To get started, you should have the following prerequisites:

  1. An active OpenSearch Serverless collection
  2. A working Keycloak server (on premises or in the cloud)
  3. The following AWS Identity and Access Management (IAM) permissions to configure SAML authentication in OpenSearch Serverless:
    • aoss:CreateSecurityConfig – Create a SAML provider.
    • aoss:ListSecurityConfig – List all SAML providers in the current account.
    • aoss:GetSecurityConfig – View SAML provider information.
    • aoss:UpdateSecurityConfig – Modify a given SAML provider configuration, including the XML metadata.
    • aoss:DeleteSecurityConfig – Delete a SAML provider.

Create and configure a client in Keycloak

Complete the following steps to create your Keycloak client:

  1. Login to your Keycloak admin page.
  2. In the navigation pane, choose Client.
  3. Choose Create client
  4. For Client type, choose SAML.
  5. For Client ID enter aws:opensearch:AWS_ACCOUNT_ID, where AWS_ACCOUNT_ID is your AWS account ID.
  6. Enter a name and description for your client.
  7. Choose Next.
  8. For Valid redirect URIs, enter the address of the assertion consumer service (ACS), where REGION is the AWS Region in which you have created the OpenSearch Serverless collection.
  9. For Master SAML Processing URL, also enter the preceding ACS address.
  10. Complete your client creation.
  11. After you create the client, you have to disable the Signing keys config setting, because OpenSearch Serverless signed and encrypted requests are not supported. For more details, refer to Considerations.
  12. After you have created the client and disabled the client signature, you can export the SAML 2.0 IdP Metadata by choosing the link on the Realm settings page. You need this metadata, when you create the SAML provider in OpenSearch Serverless.

> **DATASET EXCERPTS**
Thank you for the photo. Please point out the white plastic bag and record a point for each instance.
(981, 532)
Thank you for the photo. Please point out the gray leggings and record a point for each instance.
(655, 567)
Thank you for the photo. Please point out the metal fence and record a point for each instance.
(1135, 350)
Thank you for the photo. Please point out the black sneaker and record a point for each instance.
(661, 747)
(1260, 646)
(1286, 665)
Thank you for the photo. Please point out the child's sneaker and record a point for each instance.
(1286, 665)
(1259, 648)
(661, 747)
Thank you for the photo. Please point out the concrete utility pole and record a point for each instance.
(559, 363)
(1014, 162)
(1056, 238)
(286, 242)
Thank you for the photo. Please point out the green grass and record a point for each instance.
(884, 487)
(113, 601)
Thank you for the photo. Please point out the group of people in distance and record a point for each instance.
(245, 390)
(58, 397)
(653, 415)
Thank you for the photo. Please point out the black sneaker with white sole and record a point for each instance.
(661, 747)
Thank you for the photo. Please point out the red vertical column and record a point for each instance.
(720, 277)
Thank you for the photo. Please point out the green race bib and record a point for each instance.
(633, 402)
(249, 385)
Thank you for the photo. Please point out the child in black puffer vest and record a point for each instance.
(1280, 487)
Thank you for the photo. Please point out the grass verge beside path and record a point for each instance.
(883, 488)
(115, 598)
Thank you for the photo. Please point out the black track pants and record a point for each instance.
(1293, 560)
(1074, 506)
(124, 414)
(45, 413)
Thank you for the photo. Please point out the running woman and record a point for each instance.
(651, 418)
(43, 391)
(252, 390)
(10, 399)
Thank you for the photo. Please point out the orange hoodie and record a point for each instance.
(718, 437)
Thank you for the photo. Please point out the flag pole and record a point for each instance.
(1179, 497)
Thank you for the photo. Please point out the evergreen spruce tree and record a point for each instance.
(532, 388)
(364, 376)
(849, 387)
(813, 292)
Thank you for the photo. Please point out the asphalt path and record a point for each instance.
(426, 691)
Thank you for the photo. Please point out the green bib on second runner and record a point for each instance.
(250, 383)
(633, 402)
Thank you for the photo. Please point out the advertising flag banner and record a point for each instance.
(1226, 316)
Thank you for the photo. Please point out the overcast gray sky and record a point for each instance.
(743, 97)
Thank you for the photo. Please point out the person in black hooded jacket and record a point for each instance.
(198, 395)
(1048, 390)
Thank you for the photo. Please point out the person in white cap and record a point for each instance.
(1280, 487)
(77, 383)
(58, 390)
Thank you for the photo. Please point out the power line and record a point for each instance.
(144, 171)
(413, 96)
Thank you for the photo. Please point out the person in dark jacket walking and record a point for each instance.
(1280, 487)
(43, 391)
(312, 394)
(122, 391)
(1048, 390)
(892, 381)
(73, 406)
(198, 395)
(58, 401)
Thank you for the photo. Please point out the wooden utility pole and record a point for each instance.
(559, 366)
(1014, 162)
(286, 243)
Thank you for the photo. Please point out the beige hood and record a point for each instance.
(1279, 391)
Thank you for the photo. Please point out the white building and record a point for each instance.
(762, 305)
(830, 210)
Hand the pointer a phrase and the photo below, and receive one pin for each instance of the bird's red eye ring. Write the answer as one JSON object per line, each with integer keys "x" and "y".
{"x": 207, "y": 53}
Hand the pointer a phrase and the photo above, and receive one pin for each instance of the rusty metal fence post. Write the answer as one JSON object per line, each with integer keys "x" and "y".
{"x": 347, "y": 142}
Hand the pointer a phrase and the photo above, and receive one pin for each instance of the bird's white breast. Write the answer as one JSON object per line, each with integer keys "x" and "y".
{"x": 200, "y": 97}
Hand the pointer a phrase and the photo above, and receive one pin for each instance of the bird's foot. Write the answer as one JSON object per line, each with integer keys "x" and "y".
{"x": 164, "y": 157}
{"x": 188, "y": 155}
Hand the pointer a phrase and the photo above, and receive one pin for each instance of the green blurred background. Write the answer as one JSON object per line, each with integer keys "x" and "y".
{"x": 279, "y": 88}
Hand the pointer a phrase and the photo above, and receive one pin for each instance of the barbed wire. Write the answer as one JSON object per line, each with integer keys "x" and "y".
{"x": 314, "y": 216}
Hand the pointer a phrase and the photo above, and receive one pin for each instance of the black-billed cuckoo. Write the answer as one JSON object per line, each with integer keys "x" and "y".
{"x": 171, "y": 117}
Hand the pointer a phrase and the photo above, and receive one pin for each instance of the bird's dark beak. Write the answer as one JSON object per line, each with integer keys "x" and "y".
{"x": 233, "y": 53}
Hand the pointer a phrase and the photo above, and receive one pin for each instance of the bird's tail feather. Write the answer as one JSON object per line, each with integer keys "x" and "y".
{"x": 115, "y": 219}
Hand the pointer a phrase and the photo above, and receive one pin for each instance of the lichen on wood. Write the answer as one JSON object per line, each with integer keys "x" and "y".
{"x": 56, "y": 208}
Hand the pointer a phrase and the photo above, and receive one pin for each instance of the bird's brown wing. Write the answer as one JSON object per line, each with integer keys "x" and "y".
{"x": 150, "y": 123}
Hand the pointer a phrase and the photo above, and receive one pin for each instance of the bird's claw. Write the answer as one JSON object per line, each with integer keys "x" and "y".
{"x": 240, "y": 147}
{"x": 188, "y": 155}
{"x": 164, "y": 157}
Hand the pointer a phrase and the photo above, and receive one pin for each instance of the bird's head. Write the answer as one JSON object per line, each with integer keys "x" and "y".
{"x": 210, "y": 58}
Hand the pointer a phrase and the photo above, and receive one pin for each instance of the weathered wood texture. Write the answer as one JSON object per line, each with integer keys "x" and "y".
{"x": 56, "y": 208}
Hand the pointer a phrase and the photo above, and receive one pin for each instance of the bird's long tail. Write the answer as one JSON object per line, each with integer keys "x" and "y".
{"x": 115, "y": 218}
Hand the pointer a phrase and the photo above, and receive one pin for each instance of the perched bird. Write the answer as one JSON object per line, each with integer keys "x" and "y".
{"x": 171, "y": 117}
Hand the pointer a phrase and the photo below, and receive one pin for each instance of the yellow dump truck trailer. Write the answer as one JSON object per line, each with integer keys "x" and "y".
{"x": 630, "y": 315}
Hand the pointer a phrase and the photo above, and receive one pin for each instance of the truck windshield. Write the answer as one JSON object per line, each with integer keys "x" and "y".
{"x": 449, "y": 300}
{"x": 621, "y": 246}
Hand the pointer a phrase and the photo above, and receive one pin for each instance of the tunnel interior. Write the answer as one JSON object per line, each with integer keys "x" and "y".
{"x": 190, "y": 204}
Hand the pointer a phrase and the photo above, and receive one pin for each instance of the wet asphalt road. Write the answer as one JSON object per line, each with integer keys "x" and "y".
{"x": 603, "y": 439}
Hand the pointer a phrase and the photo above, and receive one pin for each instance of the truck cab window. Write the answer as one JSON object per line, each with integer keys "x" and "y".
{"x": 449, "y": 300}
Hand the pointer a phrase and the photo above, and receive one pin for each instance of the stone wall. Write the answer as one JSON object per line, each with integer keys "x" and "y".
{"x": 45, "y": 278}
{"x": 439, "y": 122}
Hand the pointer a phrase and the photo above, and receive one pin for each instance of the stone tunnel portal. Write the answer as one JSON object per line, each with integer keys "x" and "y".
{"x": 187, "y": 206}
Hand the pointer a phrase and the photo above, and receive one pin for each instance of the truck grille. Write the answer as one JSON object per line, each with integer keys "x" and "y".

> **DIRECTIVE A**
Please write out the part of the Keycloak setup guide that opens with the words containing "8. For Valid" and closes with "OpenSearch Serverless collection.".
> **DIRECTIVE B**
According to the Keycloak setup guide, which setting must be disabled after the client is created?
> **DIRECTIVE C**
List every IAM permission that the Keycloak setup guide names for configuring SAML authentication in OpenSearch Serverless.
The lines are separate material from the Keycloak setup guide.

> **WORKED ANSWER A**
8. For Valid redirect URIs, enter the address of the assertion consumer service (ACS), where REGION is the AWS Region in which you have created the OpenSearch Serverless collection.

> **WORKED ANSWER B**
The Signing keys config setting.

> **WORKED ANSWER C**
aoss:CreateSecurityConfig
aoss:ListSecurityConfig
aoss:GetSecurityConfig
aoss:UpdateSecurityConfig
aoss:DeleteSecurityConfig